▼

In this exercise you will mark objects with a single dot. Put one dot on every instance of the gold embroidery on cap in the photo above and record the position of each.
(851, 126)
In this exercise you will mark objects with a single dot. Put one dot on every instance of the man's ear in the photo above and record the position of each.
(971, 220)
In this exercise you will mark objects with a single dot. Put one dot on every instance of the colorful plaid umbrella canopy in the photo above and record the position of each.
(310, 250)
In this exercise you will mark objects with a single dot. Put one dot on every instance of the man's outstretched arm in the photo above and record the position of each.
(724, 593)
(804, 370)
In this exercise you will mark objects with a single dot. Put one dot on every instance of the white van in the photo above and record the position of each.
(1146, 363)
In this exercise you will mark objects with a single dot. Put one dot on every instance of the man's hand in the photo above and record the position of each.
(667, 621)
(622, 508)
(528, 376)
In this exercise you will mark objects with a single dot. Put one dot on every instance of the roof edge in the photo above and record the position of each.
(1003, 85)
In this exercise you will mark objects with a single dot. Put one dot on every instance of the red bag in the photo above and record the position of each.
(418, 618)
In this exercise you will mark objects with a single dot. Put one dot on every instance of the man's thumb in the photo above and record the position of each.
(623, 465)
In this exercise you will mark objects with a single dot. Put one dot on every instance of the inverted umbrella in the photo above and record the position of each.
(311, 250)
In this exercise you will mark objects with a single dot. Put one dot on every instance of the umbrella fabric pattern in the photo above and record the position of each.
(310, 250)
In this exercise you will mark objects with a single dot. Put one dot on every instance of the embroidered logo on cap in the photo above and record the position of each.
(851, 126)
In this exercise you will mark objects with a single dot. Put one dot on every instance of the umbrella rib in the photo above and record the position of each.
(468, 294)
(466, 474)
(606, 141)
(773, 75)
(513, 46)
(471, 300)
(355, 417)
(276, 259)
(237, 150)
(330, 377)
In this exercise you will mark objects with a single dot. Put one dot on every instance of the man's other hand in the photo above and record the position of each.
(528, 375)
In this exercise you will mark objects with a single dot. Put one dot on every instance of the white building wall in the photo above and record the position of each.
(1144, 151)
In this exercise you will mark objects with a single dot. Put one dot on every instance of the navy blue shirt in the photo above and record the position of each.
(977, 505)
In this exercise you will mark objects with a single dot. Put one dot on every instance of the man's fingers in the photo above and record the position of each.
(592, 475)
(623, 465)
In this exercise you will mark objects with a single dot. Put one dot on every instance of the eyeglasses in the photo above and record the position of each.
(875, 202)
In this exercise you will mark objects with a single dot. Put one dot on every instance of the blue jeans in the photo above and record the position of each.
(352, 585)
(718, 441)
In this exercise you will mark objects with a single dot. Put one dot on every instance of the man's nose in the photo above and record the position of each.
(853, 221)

▲

GIVEN EXERCISE:
Reproduce all of the lines above word for word, leaving each one unchanged.

FULL SOLUTION:
In this exercise you will mark objects with a single dot. Put one dot on every instance of the gold embroidery on cap in the photo above and record the position of each.
(851, 126)
In this exercise you will mark objects with a single dot. Put one dot on every instance of the man's ear in the photo above and record the position of each.
(971, 220)
In this exercise you will mark objects with a single dot. Put one dot on every instance of the colorful plaid umbrella canopy in the photo above and record the position of each.
(310, 250)
In this exercise you will mark objects with a single dot. Put one dot on every instance of the man's outstretched arm in the photo above and record the position of each.
(724, 593)
(804, 370)
In this exercise you will mark objects with a single dot. Put one dot on every instance of the white van in the photo above and record the position of each.
(1146, 363)
In this exercise you will mark objects with a single dot. Put one dot on every instance of the man's hand in the photo above and record the position of each.
(667, 621)
(622, 508)
(528, 376)
In this exercise you will mark objects with a single dot. Put one dot on every instance of the roof edge in the photo above and record the position of each.
(1003, 85)
In this exercise you will mark objects with a single dot. Put one dot on every instance of the red bag in the photo above and record the position of each.
(418, 618)
In this exercise you will mark objects with a single dot. Put one dot on every instance of the man's thumb in the photo above and record the position of each.
(623, 465)
In this exercise you will mark objects with a single dot. Put one dot on every instance of the inverted umbrella in the photo above and record the position of each.
(311, 250)
In this exercise you will mark objects with a single dot. Put one dot on every instance of the umbrella fabric pattern in the photo above and record the position of each.
(310, 250)
In this exercise you will mark objects with a single dot. Put one dot on every instance of the embroidered logo on cap in the photo above and record the position of each.
(851, 126)
In this exercise you will mark objects with a single dot. Put one dot on every instance of the umbrella rib in the photo above and record the position of each.
(468, 294)
(466, 474)
(606, 141)
(773, 75)
(513, 46)
(471, 300)
(355, 417)
(276, 259)
(237, 150)
(330, 377)
In this exercise you will mark objects with a single dot. Put one dot on every instance of the man's other hand in the photo above and record the position of each.
(528, 375)
In this exercise you will mark objects with a single dot. Put one dot on every instance of the white building wall in the photo above and record the position of each.
(1144, 151)
In this exercise you will mark objects with a single dot. Put one dot on every instance of the navy blue shirt in the photo above and record the position of each.
(977, 505)
In this exercise you will mark objects with a single dot. Put one dot on every instance of the man's fingers in the photo above and record the position of each.
(592, 475)
(623, 465)
In this exercise you will mark objects with a single dot. Put one dot on every instance of the eyeglasses in the photo above and record the position of each.
(875, 202)
In this exercise you will mark objects with a single dot. Put one dot on every instance of the blue jeans in the photo above and record the position of each.
(352, 585)
(718, 441)
In this exercise you will mark objects with a single dot. Put one dot on every instance of the man's nose in the photo above and record the position of each.
(853, 221)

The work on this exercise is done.